Please rewrite the listing below with every "keypoint" changed to "marker" and nothing else altered.

>> Start INPUT DATA

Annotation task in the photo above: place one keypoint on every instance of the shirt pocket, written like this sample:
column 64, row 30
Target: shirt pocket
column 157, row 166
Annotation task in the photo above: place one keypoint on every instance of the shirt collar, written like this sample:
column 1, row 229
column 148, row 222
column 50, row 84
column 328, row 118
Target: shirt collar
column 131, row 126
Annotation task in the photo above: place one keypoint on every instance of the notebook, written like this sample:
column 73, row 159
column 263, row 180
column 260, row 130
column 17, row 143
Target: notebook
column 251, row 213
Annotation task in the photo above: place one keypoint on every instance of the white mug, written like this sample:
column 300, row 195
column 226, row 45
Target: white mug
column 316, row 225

>> End INPUT DATA

ANSWER:
Annotation task in the photo above: place one marker on every instance of the shirt pocket, written like this sample:
column 64, row 30
Target: shirt pocket
column 157, row 166
Annotation task in the photo above: place one marker on every instance of the shirt collar, written like this sample:
column 1, row 229
column 148, row 222
column 50, row 84
column 328, row 118
Target: shirt collar
column 131, row 126
Annotation task in the photo above: place one marker on every instance of the notebook, written like this sample:
column 73, row 159
column 263, row 180
column 260, row 130
column 17, row 143
Target: notebook
column 251, row 213
Annotation task in the photo above: place one marker on every instance of the white mug, written like this sample:
column 300, row 195
column 226, row 45
Target: white mug
column 316, row 225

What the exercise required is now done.